§ **The problem**:
Copy the records word for word from their beginning through the line that contains "[[[8,15],[8,0],[0,0],[0,33],[5,34],[5,28]]]", including that line, and leave the pictures out of your copy.

________________________________________

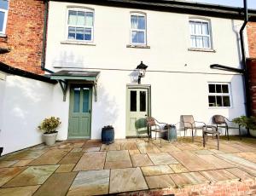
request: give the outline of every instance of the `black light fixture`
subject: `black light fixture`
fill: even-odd
[[[137,66],[136,69],[138,71],[138,76],[137,76],[137,83],[138,84],[141,84],[141,78],[145,77],[147,68],[148,68],[148,66],[143,64],[143,61],[141,61],[141,64]]]

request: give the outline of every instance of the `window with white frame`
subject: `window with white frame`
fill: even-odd
[[[207,20],[190,19],[190,47],[195,49],[211,49],[211,26]]]
[[[142,13],[131,14],[131,43],[146,44],[147,27],[146,14]]]
[[[230,84],[229,83],[209,83],[208,102],[210,107],[230,107]]]
[[[67,39],[93,41],[94,11],[88,9],[68,9]]]
[[[8,15],[8,0],[0,0],[0,33],[5,34],[5,28]]]

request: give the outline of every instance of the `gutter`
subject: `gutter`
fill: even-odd
[[[49,73],[55,72],[45,68],[45,51],[46,51],[46,36],[47,36],[47,25],[48,25],[48,8],[49,0],[44,0],[44,32],[43,32],[43,49],[42,49],[42,58],[41,58],[41,69]]]
[[[249,77],[248,77],[248,69],[247,66],[247,58],[246,58],[244,37],[243,37],[244,29],[248,22],[247,0],[243,0],[243,4],[244,4],[244,21],[239,31],[239,34],[240,34],[241,51],[241,69],[244,72],[243,84],[244,84],[244,94],[245,94],[246,115],[247,117],[250,117],[251,101],[250,101]]]

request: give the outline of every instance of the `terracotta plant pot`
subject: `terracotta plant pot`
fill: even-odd
[[[52,134],[44,134],[44,141],[47,146],[52,146],[56,141],[58,132]]]

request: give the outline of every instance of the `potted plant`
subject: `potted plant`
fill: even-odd
[[[56,128],[61,124],[60,118],[50,117],[44,118],[38,127],[44,132],[44,138],[46,145],[52,146],[55,143],[58,131]]]
[[[250,135],[253,137],[256,137],[256,118],[255,117],[241,116],[234,118],[232,122],[248,129]]]
[[[114,141],[114,130],[112,125],[104,126],[102,129],[102,141],[105,144],[111,144]]]

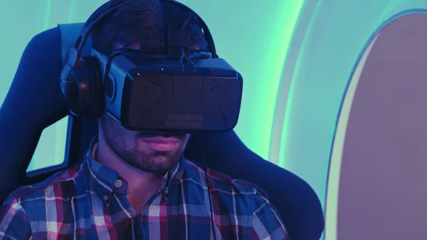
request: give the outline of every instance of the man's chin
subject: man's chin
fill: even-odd
[[[141,171],[152,173],[166,173],[173,169],[179,162],[181,157],[157,152],[157,155],[146,156],[144,160],[127,161],[132,167]]]

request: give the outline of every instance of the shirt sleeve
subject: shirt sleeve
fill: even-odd
[[[31,227],[20,201],[9,197],[0,207],[0,240],[32,239]]]
[[[278,211],[262,189],[255,195],[254,209],[251,239],[290,240]]]

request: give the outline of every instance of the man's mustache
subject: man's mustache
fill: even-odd
[[[183,133],[151,132],[138,133],[137,137],[140,138],[148,138],[154,137],[175,137],[180,140],[184,140],[186,138],[186,135]]]

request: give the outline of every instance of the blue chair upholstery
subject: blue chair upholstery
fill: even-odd
[[[62,68],[59,27],[43,31],[26,46],[15,78],[0,108],[0,201],[23,184],[40,182],[49,174],[28,177],[26,169],[42,130],[68,115],[60,97]],[[68,166],[80,159],[97,131],[96,122],[73,118],[68,142]],[[277,207],[292,240],[317,240],[324,229],[319,199],[304,180],[251,151],[234,132],[203,134],[193,137],[185,155],[201,160],[201,145],[207,166],[233,178],[258,184]],[[51,174],[51,172],[50,173]]]

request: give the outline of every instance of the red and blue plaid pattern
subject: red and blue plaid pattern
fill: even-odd
[[[289,239],[263,191],[208,169],[211,207],[205,171],[185,159],[138,213],[126,181],[93,160],[93,147],[81,165],[11,194],[1,240]]]

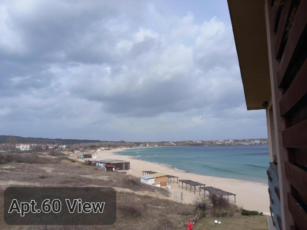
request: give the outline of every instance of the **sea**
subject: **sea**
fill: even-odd
[[[267,145],[135,148],[119,155],[206,176],[267,183]]]

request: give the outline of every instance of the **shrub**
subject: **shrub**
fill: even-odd
[[[40,175],[38,176],[38,178],[40,179],[45,179],[47,178],[47,177],[45,175]]]
[[[208,201],[204,197],[195,197],[192,199],[192,203],[195,206],[197,209],[199,208],[200,210],[205,210],[209,207]]]
[[[89,166],[91,166],[93,163],[93,162],[89,160],[85,160],[83,162],[86,165],[87,165]]]
[[[221,213],[220,216],[221,217],[226,217],[227,216],[227,213],[228,213],[226,212],[222,212]]]
[[[124,217],[135,218],[145,215],[147,205],[144,203],[129,202],[119,205],[118,208]]]
[[[250,211],[245,209],[242,210],[241,212],[241,214],[242,216],[252,216],[253,215],[258,215],[258,212],[257,211]]]
[[[199,216],[200,218],[202,218],[206,217],[206,214],[204,213],[200,213]]]
[[[174,224],[171,220],[165,218],[159,220],[154,229],[155,230],[173,230],[174,228]]]

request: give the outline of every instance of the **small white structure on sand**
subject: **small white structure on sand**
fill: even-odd
[[[141,182],[152,185],[154,183],[154,178],[150,175],[144,175],[141,176]]]

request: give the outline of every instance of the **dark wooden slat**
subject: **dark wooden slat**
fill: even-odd
[[[307,1],[301,1],[292,23],[292,27],[285,48],[279,68],[277,72],[278,86],[280,87],[284,79],[285,74],[291,60],[296,45],[307,25]]]
[[[273,12],[272,12],[272,19],[273,19],[273,23],[274,23],[274,27],[273,29],[275,28],[276,26],[276,18],[277,15],[277,13],[278,12],[278,7],[277,7],[276,6],[274,6],[273,7]],[[274,30],[275,32],[274,29]]]
[[[307,148],[307,120],[283,131],[282,139],[284,147]]]
[[[279,218],[279,216],[276,214],[276,219],[277,219],[277,223],[279,227],[279,229],[280,230],[282,230],[282,221],[280,220],[280,218]]]
[[[281,48],[281,44],[284,32],[285,31],[285,26],[287,22],[287,18],[288,17],[291,5],[290,0],[285,0],[279,19],[279,24],[278,25],[277,29],[277,35],[276,37],[276,40],[275,40],[275,53],[276,54],[276,59],[280,59],[282,53],[282,51],[280,50]]]
[[[271,175],[270,174],[270,173],[269,172],[269,171],[267,170],[266,170],[266,174],[268,175],[268,178],[269,178],[270,181],[272,181],[272,178],[271,178]]]
[[[275,193],[277,195],[277,197],[278,197],[278,198],[279,199],[279,200],[280,201],[280,195],[279,194],[279,190],[277,188],[277,187],[276,186],[274,186],[274,190],[275,191]]]
[[[307,94],[307,59],[305,60],[290,87],[280,100],[279,105],[282,117]]]
[[[271,200],[271,203],[272,204],[274,204],[274,201],[272,199],[272,196],[271,195],[271,190],[268,188],[268,190],[269,191],[269,196],[270,196],[270,199]]]
[[[278,168],[277,167],[277,165],[274,162],[270,162],[270,165],[273,168],[274,171],[276,172],[276,173],[278,174]]]
[[[300,230],[307,230],[307,213],[290,193],[288,193],[288,205],[292,217]]]
[[[307,172],[290,162],[285,162],[285,166],[287,179],[307,199]]]
[[[272,218],[272,221],[273,222],[273,226],[275,226],[275,222],[274,222],[274,218],[273,218],[273,212],[272,210],[272,208],[270,206],[270,212],[271,213],[271,217]]]

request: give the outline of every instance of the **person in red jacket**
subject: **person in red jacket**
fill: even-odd
[[[188,230],[192,230],[193,229],[193,223],[190,221],[189,220],[187,224],[187,229]]]

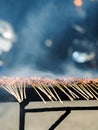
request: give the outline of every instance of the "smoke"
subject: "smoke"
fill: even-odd
[[[82,73],[69,62],[69,49],[74,39],[97,39],[94,30],[98,19],[93,15],[97,2],[96,6],[84,2],[83,8],[76,8],[71,0],[1,0],[1,5],[1,19],[12,24],[18,37],[10,52],[2,55],[8,75],[54,77]],[[77,32],[73,25],[86,30],[86,34]],[[51,44],[46,44],[47,40]]]

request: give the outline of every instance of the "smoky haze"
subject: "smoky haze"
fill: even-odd
[[[70,50],[74,48],[74,39],[96,45],[98,18],[95,14],[98,2],[84,1],[81,8],[77,8],[72,0],[0,2],[0,18],[10,22],[17,35],[12,49],[1,55],[9,75],[85,74],[89,65],[84,70],[78,68]],[[83,33],[79,32],[77,25],[84,29]],[[87,76],[94,71],[90,67],[86,71]]]

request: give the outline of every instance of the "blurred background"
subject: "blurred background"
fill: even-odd
[[[98,0],[0,0],[2,76],[98,77]],[[31,104],[69,105],[98,102]],[[61,114],[26,114],[26,130],[47,130]],[[98,111],[75,111],[56,130],[97,130],[97,121]],[[19,104],[1,103],[0,128],[18,127]]]
[[[0,76],[98,77],[98,0],[0,0]]]

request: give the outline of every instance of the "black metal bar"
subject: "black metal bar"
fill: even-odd
[[[63,115],[49,128],[49,130],[54,130],[69,114],[71,113],[70,109],[66,109]]]
[[[25,109],[26,113],[31,112],[51,112],[51,111],[65,111],[65,110],[98,110],[98,106],[87,106],[87,107],[54,107],[54,108],[35,108],[35,109]]]
[[[20,113],[19,113],[19,130],[25,129],[25,111],[24,104],[20,104]]]

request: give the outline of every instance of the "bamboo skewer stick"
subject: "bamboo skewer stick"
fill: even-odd
[[[19,102],[26,99],[26,87],[31,87],[39,95],[44,103],[45,99],[41,93],[45,94],[52,102],[59,100],[61,97],[57,90],[63,92],[69,100],[80,99],[98,100],[98,79],[42,79],[42,78],[2,78],[0,86],[11,93]],[[57,88],[57,89],[56,89]]]

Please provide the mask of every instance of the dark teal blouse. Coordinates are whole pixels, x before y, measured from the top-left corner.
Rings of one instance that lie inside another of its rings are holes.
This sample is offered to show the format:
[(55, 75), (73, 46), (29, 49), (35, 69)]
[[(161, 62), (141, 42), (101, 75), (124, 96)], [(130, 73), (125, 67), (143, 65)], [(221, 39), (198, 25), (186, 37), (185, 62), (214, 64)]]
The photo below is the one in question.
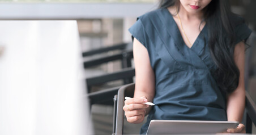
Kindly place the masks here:
[[(146, 134), (152, 119), (227, 120), (225, 94), (211, 73), (216, 67), (208, 47), (206, 24), (191, 48), (184, 43), (167, 8), (147, 13), (129, 29), (147, 48), (155, 74), (156, 105), (140, 130)], [(236, 27), (237, 43), (251, 30)]]

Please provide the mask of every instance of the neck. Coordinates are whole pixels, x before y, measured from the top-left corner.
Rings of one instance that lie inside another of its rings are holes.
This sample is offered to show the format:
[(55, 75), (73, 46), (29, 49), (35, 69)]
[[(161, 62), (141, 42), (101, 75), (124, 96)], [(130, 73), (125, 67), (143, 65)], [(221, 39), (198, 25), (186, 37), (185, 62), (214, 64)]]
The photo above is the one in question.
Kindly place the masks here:
[(195, 13), (189, 12), (181, 4), (180, 4), (180, 11), (178, 12), (178, 14), (180, 16), (181, 16), (181, 17), (187, 21), (195, 20), (195, 19), (202, 20), (203, 17), (202, 11)]

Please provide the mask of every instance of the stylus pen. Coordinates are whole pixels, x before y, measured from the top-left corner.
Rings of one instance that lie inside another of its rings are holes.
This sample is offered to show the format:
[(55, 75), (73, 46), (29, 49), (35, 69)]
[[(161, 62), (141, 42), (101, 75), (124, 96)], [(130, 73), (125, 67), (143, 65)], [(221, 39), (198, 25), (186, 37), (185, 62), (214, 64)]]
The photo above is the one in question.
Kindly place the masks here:
[[(131, 98), (131, 97), (125, 97), (125, 100), (129, 100), (129, 99), (131, 99), (131, 98)], [(143, 104), (147, 104), (147, 105), (151, 105), (151, 106), (154, 106), (154, 105), (155, 105), (155, 104), (153, 104), (152, 103), (152, 102), (147, 102), (143, 103)]]

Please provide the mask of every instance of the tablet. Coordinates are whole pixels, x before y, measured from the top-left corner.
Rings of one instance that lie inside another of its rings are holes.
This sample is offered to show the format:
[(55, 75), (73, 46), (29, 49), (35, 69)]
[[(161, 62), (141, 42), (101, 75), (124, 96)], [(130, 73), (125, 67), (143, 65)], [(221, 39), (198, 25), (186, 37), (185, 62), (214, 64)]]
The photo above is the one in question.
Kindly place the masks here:
[(215, 134), (238, 124), (227, 121), (151, 120), (147, 134)]

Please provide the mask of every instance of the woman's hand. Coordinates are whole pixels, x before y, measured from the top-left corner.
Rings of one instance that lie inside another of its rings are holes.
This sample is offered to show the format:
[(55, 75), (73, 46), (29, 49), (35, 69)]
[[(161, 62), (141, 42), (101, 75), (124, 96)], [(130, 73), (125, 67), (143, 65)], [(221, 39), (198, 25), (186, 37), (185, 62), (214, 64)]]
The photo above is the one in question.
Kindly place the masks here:
[(242, 124), (239, 124), (236, 129), (228, 129), (227, 132), (228, 133), (245, 133), (245, 126)]
[(125, 111), (127, 121), (131, 123), (140, 123), (144, 120), (146, 109), (149, 105), (143, 103), (147, 102), (145, 96), (140, 98), (133, 98), (125, 101), (123, 109)]

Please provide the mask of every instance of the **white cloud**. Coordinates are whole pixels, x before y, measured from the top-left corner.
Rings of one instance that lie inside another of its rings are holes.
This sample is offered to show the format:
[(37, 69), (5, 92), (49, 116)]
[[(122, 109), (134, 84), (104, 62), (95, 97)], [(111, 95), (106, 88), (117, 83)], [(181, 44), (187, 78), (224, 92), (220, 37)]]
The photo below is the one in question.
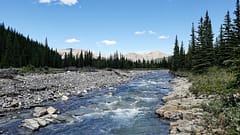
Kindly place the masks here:
[(70, 39), (66, 39), (65, 42), (66, 42), (66, 43), (73, 44), (73, 43), (79, 43), (80, 40), (78, 40), (78, 39), (76, 39), (76, 38), (70, 38)]
[(39, 3), (51, 3), (52, 1), (51, 0), (39, 0), (38, 2)]
[(117, 41), (114, 41), (114, 40), (103, 40), (101, 42), (97, 42), (97, 44), (102, 44), (102, 45), (106, 45), (106, 46), (112, 46), (112, 45), (116, 45)]
[(158, 37), (158, 39), (169, 39), (169, 36), (161, 35)]
[(146, 33), (146, 31), (136, 31), (136, 32), (134, 32), (134, 35), (143, 35), (145, 33)]
[(72, 6), (78, 3), (78, 0), (60, 0), (64, 5)]
[(148, 34), (150, 34), (150, 35), (156, 35), (157, 33), (154, 32), (154, 31), (152, 31), (152, 30), (149, 30), (149, 31), (148, 31)]

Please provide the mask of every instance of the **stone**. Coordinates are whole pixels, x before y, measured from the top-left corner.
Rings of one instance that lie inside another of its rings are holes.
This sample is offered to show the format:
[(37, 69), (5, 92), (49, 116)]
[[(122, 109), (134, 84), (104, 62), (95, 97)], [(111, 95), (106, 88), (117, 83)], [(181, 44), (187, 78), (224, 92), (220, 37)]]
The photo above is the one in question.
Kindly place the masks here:
[(30, 130), (33, 130), (33, 131), (39, 129), (39, 127), (40, 127), (38, 121), (36, 121), (34, 119), (23, 120), (22, 126), (28, 128)]
[(34, 120), (36, 120), (41, 127), (45, 127), (48, 124), (47, 121), (42, 118), (35, 118)]
[(52, 106), (47, 108), (47, 113), (48, 114), (54, 114), (56, 113), (57, 109), (53, 108)]
[(178, 111), (165, 111), (163, 117), (170, 120), (178, 120), (182, 117), (182, 113)]
[(34, 117), (41, 117), (47, 113), (47, 109), (45, 107), (35, 107), (34, 108)]
[(164, 112), (166, 111), (176, 111), (178, 108), (175, 105), (164, 105), (158, 110), (156, 110), (156, 113), (159, 114), (160, 116), (164, 116)]
[(67, 101), (69, 98), (65, 95), (62, 96), (62, 101)]
[(13, 99), (12, 102), (11, 102), (11, 105), (10, 107), (18, 107), (19, 106), (19, 103), (16, 99)]

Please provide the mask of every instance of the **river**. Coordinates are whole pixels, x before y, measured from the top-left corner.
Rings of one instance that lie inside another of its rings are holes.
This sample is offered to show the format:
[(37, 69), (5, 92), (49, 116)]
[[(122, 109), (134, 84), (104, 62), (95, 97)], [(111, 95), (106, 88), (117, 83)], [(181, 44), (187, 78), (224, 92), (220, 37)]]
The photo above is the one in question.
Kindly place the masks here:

________________________________________

§ **Written answer**:
request: give the outline of every instance of the `black light fixture`
subject: `black light fixture`
fill: even-odd
[[[137,66],[136,69],[138,71],[138,76],[137,76],[137,83],[138,84],[141,84],[141,78],[145,77],[147,68],[148,68],[148,66],[143,64],[143,61],[141,61],[141,64]]]

request: give the outline of every instance of the `window with white frame`
subject: `window with white frame`
fill: even-odd
[[[207,20],[190,19],[190,47],[195,49],[211,49],[211,26]]]
[[[142,13],[131,14],[131,43],[146,44],[147,27],[146,14]]]
[[[230,84],[229,83],[209,83],[208,102],[210,107],[230,107]]]
[[[67,39],[93,41],[94,11],[88,9],[68,9]]]
[[[8,15],[8,0],[0,0],[0,33],[5,34],[5,28]]]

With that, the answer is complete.